TASK REQUIREMENTS
Locate the line that contains "Note for the class: annotate every instance of the man's ear". Copy it and every following line through the end of the records, exactly, and include nothing else.

EXERCISE DATA
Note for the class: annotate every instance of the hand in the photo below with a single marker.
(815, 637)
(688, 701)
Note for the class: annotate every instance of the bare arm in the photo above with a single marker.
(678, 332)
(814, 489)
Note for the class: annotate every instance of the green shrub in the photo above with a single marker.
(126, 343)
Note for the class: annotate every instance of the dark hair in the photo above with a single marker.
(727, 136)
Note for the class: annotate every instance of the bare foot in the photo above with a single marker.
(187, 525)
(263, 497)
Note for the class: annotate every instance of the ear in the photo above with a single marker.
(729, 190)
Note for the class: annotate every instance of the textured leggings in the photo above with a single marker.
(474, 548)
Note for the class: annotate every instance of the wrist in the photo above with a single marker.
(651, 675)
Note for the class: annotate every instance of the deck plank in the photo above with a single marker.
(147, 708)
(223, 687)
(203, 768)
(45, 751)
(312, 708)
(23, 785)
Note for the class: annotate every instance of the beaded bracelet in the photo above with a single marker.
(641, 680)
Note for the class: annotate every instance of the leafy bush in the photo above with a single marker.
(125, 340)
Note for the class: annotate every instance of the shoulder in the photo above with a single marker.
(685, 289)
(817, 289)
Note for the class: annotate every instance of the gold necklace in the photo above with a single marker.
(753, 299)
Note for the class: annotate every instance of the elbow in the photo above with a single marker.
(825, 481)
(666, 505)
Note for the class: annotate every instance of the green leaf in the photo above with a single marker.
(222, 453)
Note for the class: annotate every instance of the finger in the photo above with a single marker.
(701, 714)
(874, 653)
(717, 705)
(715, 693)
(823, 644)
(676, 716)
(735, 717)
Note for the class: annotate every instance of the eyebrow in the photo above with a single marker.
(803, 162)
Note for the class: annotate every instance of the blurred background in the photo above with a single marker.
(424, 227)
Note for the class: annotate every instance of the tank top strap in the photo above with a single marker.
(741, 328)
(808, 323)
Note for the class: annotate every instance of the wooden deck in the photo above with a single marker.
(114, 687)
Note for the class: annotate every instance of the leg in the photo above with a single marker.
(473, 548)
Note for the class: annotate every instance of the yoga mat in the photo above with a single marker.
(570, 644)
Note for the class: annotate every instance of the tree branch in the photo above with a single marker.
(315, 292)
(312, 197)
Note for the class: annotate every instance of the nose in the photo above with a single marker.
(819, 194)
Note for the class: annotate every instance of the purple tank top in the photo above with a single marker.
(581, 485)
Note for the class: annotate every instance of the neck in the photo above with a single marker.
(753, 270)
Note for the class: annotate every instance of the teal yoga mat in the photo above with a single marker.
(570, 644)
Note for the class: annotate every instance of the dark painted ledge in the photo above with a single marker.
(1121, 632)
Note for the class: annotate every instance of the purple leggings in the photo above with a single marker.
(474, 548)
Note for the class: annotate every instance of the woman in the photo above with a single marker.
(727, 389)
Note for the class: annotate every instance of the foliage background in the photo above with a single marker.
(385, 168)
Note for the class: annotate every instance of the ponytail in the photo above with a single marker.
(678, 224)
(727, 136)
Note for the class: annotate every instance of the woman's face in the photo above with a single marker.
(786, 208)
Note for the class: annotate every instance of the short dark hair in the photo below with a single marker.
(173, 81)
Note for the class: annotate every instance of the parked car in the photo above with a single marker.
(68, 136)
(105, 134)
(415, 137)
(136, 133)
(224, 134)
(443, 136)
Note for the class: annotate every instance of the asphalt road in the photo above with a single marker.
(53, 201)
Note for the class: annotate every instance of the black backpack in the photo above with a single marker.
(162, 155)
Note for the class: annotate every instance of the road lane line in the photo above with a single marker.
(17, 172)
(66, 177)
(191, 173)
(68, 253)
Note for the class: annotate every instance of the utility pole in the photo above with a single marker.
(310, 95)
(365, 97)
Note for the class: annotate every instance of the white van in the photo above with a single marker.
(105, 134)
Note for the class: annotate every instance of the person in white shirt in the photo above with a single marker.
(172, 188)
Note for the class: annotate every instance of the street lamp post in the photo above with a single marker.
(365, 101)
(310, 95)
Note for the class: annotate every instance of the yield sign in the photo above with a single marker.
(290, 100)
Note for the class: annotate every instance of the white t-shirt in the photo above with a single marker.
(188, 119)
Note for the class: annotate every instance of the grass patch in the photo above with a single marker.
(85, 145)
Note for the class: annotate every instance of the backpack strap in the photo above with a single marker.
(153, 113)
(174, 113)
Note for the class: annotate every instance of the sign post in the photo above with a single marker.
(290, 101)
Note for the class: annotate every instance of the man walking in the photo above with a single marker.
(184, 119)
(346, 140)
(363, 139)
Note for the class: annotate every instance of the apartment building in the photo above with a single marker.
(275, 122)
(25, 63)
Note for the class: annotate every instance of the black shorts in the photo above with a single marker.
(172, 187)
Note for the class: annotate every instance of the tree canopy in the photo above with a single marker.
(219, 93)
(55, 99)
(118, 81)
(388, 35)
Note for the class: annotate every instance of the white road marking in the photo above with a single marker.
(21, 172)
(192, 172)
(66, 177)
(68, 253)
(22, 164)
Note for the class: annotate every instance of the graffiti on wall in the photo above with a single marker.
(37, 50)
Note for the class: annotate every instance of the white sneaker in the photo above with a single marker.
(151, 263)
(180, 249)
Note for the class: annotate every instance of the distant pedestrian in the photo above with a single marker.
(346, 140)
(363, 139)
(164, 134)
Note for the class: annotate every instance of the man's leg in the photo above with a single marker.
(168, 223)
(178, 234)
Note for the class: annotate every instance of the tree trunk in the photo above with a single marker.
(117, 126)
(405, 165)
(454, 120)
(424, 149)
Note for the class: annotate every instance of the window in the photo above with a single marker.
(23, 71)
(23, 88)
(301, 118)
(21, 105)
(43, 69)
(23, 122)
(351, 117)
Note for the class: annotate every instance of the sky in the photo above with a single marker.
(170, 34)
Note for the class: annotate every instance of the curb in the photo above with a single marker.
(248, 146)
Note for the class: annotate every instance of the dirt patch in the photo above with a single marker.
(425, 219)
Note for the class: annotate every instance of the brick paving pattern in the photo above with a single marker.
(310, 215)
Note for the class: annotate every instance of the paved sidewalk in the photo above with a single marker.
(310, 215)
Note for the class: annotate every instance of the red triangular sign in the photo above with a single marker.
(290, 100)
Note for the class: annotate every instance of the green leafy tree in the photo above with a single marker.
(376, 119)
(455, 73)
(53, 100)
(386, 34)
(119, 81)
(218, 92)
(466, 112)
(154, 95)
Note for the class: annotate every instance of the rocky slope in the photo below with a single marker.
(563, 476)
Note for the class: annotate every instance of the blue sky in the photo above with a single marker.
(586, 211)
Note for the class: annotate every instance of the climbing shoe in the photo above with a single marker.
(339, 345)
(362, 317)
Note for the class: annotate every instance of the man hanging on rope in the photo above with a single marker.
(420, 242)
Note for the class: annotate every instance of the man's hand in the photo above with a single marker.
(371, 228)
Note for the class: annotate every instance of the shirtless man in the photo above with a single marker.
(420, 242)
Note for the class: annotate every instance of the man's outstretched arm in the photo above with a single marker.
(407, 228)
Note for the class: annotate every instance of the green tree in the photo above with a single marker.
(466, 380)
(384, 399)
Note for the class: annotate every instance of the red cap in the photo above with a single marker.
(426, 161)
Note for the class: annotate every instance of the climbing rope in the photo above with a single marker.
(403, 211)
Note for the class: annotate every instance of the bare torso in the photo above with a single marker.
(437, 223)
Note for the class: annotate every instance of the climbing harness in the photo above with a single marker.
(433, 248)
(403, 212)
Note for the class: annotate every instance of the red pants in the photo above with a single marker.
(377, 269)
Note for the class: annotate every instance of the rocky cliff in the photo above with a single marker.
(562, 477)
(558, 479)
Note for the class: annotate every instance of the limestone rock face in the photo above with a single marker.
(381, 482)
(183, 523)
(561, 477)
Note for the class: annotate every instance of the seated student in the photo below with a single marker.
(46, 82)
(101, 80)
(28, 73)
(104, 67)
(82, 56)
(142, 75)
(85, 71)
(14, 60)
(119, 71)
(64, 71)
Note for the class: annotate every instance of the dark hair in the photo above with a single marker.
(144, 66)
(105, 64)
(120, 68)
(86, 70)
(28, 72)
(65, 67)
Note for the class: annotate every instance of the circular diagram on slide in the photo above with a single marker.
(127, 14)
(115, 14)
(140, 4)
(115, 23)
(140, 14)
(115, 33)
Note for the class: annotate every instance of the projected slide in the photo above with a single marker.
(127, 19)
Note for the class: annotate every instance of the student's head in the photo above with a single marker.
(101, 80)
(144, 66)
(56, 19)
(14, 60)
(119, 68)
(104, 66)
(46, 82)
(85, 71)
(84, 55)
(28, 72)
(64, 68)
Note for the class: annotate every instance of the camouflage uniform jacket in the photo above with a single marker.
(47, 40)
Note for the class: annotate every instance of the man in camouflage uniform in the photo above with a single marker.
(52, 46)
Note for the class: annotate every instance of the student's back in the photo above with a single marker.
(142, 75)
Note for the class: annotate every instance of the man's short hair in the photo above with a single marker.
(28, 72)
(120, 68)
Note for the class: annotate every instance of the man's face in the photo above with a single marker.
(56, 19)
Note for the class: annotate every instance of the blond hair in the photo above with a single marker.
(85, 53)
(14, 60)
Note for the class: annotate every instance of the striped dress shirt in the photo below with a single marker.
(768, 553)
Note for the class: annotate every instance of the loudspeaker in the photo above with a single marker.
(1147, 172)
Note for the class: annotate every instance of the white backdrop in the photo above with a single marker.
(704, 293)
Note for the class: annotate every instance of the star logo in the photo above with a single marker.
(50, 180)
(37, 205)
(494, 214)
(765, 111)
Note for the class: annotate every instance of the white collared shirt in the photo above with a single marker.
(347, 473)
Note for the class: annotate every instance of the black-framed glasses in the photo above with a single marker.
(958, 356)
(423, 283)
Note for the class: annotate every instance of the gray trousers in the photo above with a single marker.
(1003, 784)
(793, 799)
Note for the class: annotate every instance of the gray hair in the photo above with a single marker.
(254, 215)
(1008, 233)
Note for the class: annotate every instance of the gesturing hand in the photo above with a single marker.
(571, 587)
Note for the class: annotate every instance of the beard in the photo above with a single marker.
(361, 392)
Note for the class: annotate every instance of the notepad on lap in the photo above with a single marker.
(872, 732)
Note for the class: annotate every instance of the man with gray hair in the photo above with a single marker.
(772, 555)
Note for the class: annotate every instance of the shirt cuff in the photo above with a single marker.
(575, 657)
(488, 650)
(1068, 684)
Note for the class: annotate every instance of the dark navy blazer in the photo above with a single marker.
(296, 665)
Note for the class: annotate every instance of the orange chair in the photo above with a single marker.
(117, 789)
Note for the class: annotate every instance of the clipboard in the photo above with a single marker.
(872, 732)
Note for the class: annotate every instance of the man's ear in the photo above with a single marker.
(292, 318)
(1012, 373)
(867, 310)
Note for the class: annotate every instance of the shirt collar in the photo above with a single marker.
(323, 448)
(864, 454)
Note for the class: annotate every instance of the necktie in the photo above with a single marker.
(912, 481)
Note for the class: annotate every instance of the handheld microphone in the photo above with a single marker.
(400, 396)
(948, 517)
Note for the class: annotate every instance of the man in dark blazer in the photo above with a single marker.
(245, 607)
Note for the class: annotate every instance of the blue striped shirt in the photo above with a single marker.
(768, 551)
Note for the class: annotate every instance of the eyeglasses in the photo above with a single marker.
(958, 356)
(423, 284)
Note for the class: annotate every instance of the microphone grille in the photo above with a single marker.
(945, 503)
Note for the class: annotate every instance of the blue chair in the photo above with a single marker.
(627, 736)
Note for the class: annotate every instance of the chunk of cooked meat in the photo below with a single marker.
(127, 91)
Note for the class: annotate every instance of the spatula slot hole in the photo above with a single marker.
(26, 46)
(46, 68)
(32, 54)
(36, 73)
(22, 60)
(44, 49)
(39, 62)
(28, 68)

TASK OUTPUT
Note for the class: annotate every instance of the man's ear in the photo above with a single marker.
(292, 318)
(1012, 373)
(867, 310)
Note for the class: annotate every instance of the shirt collar in the photo above with a single marker.
(323, 448)
(864, 454)
Note for the class: annotate every instance of the necktie in the photo above with a single marker.
(912, 481)
Note for the class: annotate every instance of the handheld microphone in the photo above with a single marker.
(400, 396)
(948, 517)
Note for the class: annotate every instance of the man in dark blazer in the photo above with a single marker.
(245, 607)
Note for the class: annotate every instance of the blue striped shirt in the photo above with a single marker.
(768, 551)
Note for the class: annotate every instance of the eyeglasses in the photo above with a single marker.
(958, 356)
(423, 284)
Note for the class: annotate every instance of the microphone grille in the photo above with a single marker.
(945, 503)
Note for the class: annotate every instance of the blue chair in the photo above with a single marker.
(627, 736)
Note for the class: annotate every instance of the chunk of cooked meat in the photo below with a single marker.
(127, 91)
Note for the class: annotate every instance of the spatula slot hole in the photo above with a single marker.
(26, 46)
(46, 68)
(32, 54)
(36, 73)
(22, 60)
(44, 49)
(39, 62)
(28, 68)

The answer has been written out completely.